LISTING:

<<<<

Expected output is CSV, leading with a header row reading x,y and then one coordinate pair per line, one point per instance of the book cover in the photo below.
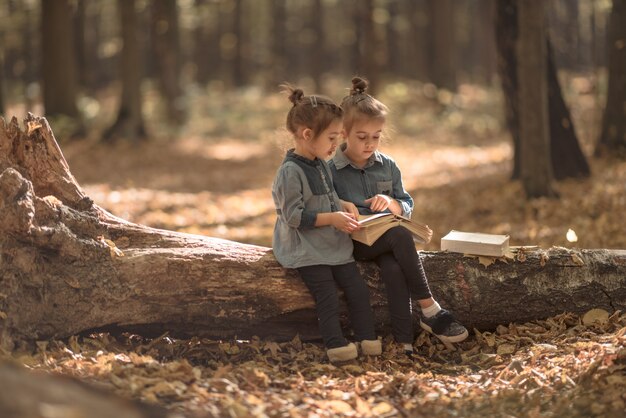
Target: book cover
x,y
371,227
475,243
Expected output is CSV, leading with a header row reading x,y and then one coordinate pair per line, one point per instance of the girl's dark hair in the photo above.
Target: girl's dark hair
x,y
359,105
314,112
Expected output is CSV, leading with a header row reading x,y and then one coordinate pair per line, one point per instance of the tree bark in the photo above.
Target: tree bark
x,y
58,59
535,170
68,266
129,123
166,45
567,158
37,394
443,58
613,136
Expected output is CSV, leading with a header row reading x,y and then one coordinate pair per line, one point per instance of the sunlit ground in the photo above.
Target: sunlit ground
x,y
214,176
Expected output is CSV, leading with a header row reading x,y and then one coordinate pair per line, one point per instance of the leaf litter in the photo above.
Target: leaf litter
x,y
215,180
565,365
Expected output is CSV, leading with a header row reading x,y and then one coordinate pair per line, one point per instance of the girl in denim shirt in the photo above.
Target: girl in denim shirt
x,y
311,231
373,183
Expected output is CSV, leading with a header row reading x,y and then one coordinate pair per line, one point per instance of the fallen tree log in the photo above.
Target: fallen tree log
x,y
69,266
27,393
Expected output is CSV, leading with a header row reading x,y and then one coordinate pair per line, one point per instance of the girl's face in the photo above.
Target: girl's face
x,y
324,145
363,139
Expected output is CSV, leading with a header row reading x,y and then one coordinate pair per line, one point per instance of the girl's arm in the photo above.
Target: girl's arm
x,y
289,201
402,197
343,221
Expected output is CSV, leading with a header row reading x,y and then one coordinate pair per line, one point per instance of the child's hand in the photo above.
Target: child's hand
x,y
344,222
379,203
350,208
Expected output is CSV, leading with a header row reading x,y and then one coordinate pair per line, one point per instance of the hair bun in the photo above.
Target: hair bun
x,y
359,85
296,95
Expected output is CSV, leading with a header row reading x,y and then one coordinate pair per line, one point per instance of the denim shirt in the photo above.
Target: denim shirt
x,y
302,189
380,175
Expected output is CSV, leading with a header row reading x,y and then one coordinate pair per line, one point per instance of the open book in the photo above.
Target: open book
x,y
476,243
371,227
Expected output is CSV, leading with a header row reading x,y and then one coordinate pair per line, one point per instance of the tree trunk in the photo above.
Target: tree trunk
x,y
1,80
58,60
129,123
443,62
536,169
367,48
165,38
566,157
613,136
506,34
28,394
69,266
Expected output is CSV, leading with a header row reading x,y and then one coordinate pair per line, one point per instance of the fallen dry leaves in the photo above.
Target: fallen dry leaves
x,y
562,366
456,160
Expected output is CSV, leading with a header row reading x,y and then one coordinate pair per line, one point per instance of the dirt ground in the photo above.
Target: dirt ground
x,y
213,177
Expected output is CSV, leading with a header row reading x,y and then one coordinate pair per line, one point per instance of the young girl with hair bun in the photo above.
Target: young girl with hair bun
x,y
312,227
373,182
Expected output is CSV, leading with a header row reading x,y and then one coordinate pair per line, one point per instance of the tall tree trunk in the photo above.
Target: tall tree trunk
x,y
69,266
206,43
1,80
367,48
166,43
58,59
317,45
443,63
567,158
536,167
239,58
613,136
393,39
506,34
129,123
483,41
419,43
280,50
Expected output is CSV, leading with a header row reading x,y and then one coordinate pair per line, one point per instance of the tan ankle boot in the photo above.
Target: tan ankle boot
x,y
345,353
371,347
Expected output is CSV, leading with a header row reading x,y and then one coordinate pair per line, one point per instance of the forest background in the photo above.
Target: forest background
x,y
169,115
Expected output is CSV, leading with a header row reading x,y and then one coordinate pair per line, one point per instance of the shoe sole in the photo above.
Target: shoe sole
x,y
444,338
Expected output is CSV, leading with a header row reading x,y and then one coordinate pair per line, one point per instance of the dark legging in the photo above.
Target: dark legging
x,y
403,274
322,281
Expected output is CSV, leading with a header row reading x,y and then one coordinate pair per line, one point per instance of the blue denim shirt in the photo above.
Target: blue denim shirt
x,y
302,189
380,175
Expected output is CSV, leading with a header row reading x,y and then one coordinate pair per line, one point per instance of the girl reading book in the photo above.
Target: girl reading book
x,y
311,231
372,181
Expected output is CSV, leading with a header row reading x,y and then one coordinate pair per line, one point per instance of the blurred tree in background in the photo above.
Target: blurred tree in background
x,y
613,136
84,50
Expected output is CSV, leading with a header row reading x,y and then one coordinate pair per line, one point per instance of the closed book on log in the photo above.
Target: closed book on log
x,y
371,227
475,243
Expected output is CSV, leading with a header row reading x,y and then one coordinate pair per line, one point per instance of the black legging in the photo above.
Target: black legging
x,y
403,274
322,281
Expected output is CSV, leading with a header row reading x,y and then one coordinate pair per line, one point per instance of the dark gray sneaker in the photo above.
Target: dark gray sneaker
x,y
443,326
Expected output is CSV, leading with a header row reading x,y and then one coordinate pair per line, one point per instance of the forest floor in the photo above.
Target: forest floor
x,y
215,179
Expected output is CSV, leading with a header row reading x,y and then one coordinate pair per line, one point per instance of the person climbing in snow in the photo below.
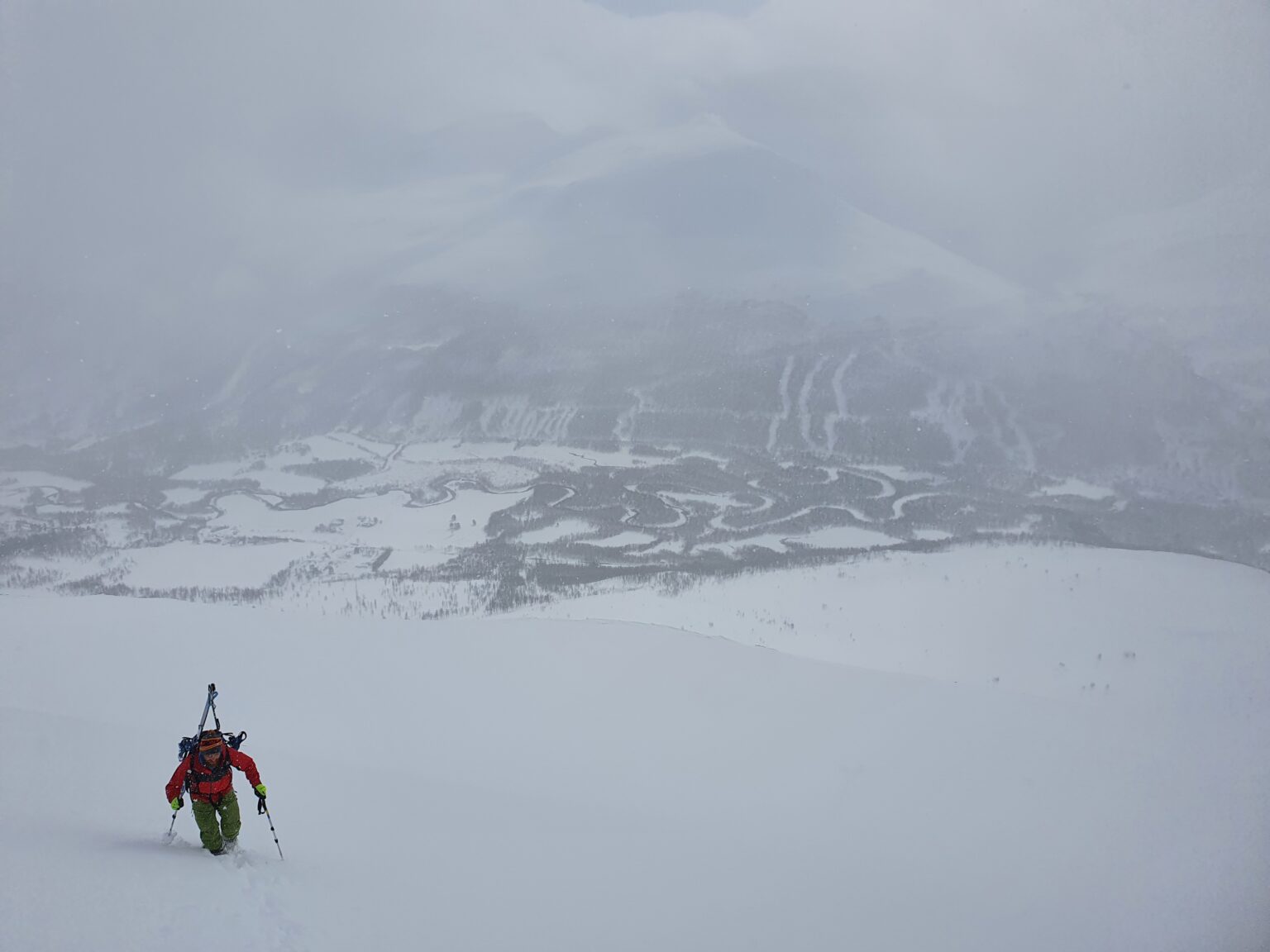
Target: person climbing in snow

>>>>

PROBLEM REQUIREMENTS: Starting at the line that holds "on log in the photo above.", copy each line exactly through the end of the listing, both ends included. Leave the pictures out.

SOLUTION TO THIS EXERCISE:
Expected output is CSV, leading with a header row reading x,y and then one coordinate pair per line, one point per instance of the closed book on log in the photo above.
Target: closed book on log
x,y
371,227
475,243
Expected output is CSV, leading with a header row reading x,y and then one coordinate pair per line, one point per instance of the black legging in the photo above.
Target: black legging
x,y
403,274
322,281
Expected output is CSV, leading with a header row reading x,y and then one coordinate pair per line, one point per instance of the dark gray sneaker in the photo above.
Target: dark gray sneaker
x,y
443,326
Expected output is CSV, leading with a header row reading x,y and then one coordinate pair per line, one point per instance of the forest floor in the photo above.
Target: forest floor
x,y
215,179
Expected output is CSV, leading with a header row reading x,y and then one coordinate pair per line, one point per instance of the person climbing in snow in the photo below.
Target: person climbing in snow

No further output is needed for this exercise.